- **Requirement 1**: In the passage on escalation and de-escalation, switch "refrain" to "abstain" and give the part between "We will refrain" and "becoming increasingly clear.", inclusive.
- **Requirement 2**: Carry the passage on escalation and de-escalation forward from its final sentence.

- **Excerpted text**:
-- Opening Marker --

All the more so when channels of communication are disrupted and previously effective agreements on confidence- and security-building measures are terminated — and all this amid new spins of the escalation spiral. Moreover, as we noted in the January issue of the Tochki nad U monthly brief, it is extremely difficult, if possible at all, to overcome the escalation spree, as it is already on autopilot mode.

In the foreseeable future, it is hard to imagine that further vertical and horizontal escalation of the proxy war will cause either side to surrender.

Therefore, it appears that the most realistic mechanism to put an end to the war and the entire region-wide escalation would be a serious pan-European crisis or even a broader one — between Moscow and Washington.

The latter becomes particularly relevant in light of Russia’s recent decision to suspend its participation in the New START nuclear arms reduction treaty. Such a crisis, if it ever comes to that, would bring the world very close to a nuclear disaster and present both parties with a simple choice: either an exchange of nuclear strikes or coordinated de-escalation.

We will refrain from speculating about the likelihood that, in the event of such a crisis, the latter alternative would prevail and nothing would spiral out of control. Let’s just state the obvious: chances that this will be the way to stop the war can no longer be ruled out altogether, and the trajectory towards this possibility is becoming increasingly clear.

While options still remain to avoid such a course of events, there is still room for both decision-making and actions that would make other de-escalation scenarios possible. To be effectively implemented, they call for a serious closed diplomatic process to search for principles and elaborate a new model of mutually acceptable coexistence in Eastern Europe and beyond it, in which Russia and the U.S. would inherently assume the key roles. Obviously, the odds that such a process will start right away are nonexistent. Whether the situation will change in a few months, when the results of the anticipated large-scale Russian and Ukrainian offensives become visible, remains to be seen.

-- Closing Marker --

- **Data supplied**:
-- Opening Marker --

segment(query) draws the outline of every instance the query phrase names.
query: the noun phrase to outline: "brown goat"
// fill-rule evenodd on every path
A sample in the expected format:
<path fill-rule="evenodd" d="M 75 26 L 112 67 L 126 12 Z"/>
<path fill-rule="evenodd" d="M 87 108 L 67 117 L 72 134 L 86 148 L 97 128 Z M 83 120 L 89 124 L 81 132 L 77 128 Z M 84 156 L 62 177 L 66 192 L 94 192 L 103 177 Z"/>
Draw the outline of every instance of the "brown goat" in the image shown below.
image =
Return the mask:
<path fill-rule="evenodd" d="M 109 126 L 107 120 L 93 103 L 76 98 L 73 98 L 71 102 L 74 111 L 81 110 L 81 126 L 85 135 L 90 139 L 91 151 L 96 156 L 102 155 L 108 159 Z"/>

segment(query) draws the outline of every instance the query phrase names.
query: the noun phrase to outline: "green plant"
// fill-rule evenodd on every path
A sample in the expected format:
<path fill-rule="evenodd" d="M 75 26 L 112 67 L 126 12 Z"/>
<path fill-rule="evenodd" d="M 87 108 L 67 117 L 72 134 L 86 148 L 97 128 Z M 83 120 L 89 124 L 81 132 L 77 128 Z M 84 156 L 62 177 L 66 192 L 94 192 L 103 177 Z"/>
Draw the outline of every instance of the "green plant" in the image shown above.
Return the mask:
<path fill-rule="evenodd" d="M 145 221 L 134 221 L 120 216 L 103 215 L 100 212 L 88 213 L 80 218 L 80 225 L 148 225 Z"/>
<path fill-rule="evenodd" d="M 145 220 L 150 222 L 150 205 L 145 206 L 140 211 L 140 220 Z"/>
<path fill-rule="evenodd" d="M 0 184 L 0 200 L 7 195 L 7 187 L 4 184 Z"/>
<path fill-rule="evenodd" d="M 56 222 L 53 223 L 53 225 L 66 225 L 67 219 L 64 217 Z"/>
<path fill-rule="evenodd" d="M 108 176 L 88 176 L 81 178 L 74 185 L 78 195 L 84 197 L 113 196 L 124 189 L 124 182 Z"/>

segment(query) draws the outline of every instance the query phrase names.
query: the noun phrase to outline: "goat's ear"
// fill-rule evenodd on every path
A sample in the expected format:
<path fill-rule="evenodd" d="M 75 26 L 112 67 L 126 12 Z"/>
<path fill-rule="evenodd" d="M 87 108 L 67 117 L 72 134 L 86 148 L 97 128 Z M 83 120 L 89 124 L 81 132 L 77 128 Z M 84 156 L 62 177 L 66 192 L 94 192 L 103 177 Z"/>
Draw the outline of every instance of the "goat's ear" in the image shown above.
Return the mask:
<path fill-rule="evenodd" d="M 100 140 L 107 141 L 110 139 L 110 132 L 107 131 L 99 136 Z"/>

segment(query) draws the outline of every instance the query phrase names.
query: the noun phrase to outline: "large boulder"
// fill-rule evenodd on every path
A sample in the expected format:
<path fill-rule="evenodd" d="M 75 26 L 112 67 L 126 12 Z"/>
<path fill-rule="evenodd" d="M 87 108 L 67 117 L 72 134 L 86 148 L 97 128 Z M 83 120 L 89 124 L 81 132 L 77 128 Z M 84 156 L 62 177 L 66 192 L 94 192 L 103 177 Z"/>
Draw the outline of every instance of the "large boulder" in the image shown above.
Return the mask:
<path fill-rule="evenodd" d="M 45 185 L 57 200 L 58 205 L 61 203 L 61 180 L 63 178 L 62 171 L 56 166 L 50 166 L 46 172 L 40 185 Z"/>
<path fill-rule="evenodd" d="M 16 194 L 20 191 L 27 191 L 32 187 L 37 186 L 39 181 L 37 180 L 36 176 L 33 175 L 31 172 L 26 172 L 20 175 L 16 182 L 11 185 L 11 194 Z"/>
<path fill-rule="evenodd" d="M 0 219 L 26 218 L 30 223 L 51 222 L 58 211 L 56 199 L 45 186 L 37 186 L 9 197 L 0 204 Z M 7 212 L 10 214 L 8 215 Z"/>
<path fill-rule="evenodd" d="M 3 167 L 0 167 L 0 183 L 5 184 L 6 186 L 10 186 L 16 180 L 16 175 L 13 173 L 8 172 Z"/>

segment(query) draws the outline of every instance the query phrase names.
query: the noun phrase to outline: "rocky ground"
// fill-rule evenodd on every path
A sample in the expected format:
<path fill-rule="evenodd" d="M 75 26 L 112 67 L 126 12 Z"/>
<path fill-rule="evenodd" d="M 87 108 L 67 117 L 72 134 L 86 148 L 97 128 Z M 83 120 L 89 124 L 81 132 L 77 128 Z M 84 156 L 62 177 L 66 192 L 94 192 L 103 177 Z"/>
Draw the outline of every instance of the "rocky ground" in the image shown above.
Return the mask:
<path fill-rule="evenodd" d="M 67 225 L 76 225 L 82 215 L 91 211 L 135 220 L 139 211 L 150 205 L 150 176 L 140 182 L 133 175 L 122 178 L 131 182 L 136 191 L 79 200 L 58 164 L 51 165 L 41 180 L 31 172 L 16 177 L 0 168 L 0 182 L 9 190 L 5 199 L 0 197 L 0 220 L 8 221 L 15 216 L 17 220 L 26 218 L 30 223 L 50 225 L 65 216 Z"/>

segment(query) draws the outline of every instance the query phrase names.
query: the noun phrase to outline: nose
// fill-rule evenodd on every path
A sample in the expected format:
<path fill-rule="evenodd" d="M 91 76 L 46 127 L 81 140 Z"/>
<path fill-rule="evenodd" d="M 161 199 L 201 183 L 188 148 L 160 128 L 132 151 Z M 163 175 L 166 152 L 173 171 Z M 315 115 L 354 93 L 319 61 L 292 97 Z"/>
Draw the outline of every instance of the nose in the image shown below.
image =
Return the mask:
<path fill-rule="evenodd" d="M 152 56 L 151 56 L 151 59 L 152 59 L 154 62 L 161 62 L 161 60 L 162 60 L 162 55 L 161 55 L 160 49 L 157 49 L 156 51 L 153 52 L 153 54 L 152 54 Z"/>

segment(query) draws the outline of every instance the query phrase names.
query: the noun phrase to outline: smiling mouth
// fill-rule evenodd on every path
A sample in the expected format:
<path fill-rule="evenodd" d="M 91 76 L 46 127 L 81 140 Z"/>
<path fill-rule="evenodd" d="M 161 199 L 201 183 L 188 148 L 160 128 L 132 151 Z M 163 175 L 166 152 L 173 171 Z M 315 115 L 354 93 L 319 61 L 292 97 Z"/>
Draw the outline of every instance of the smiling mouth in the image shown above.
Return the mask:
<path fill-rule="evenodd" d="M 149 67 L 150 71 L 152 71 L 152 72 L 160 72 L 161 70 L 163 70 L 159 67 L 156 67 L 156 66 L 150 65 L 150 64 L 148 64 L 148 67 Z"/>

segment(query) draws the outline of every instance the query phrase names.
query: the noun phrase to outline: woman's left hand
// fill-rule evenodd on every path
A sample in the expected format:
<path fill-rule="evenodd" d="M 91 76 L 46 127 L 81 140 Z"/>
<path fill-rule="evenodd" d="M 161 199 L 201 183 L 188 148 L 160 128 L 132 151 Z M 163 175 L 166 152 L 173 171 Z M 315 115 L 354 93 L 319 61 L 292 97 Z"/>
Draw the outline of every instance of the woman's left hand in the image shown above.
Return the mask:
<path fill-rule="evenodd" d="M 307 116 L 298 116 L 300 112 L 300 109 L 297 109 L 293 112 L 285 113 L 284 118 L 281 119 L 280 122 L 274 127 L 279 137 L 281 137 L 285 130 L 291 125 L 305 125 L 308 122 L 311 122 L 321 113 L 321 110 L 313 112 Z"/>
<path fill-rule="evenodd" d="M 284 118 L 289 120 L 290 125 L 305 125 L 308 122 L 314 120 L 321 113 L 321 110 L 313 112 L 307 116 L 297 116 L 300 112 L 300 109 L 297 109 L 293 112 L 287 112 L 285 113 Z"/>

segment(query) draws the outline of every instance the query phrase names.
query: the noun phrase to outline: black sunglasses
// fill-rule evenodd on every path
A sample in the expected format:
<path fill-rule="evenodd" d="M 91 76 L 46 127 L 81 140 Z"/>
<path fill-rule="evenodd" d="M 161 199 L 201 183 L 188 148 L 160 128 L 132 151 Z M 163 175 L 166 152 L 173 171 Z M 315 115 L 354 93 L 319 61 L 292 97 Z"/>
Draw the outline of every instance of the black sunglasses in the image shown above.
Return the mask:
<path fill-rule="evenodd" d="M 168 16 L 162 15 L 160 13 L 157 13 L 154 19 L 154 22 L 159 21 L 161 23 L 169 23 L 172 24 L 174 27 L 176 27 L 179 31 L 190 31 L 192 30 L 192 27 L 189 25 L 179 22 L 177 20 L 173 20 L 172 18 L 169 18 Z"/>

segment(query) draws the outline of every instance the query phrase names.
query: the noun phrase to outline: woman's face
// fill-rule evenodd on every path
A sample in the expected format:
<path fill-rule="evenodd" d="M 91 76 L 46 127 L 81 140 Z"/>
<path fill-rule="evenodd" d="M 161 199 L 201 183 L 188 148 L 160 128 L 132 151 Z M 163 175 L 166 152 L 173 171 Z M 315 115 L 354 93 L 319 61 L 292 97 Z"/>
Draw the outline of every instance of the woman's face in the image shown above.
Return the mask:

-- Closing Marker --

- **Written response 1**:
We will abstain from speculating about the likelihood that, in the event of such a crisis, the latter alternative would prevail and nothing would spiral out of control. Let’s just state the obvious: chances that this will be the way to stop the war can no longer be ruled out altogether, and the trajectory towards this possibility is becoming increasingly clear.

- **Written response 2**:
Battlefield and global processes

A year after the onset of the war, the formula voiced back in April by European foreign policy chief Josep Borrell “This war will be won on the battlefield” remains a priority for both sides. This is understandable, given the war pendulum described above and the specific way for drawing up the media and policy agenda. However, there is something else that should be made clear as well.

The war in Ukraine was a consequence, not a cause, of profound geopolitical disagreements in Europe and, more broadly, in Eurasia. Like the COVID-19 pandemic three years ago (albeit in very different ways), it did not reverse the course of global trends, but captured their essence, and intensified and accelerated geopolitical time. As time goes, the war will be even more tightly intertwined with the increasingly complex challenges of global politics.

This dependence on global geopolitical scenarios has always been characteristic of processes in Eastern Europe, and even more so now that the entire international system is out of balance.

Therefore, there will be endless arguments about the origins of the war in Ukraine — are they structural and stem from the classic confrontation of superpowers or can they be attributed to the personality of Vladimir Putin and the peculiar nature of the Russian authority? Anyway, a year into the war, it is obvious that the keys to ending it can by all means be found not only on battlefields or in Russia–Ukraine relations.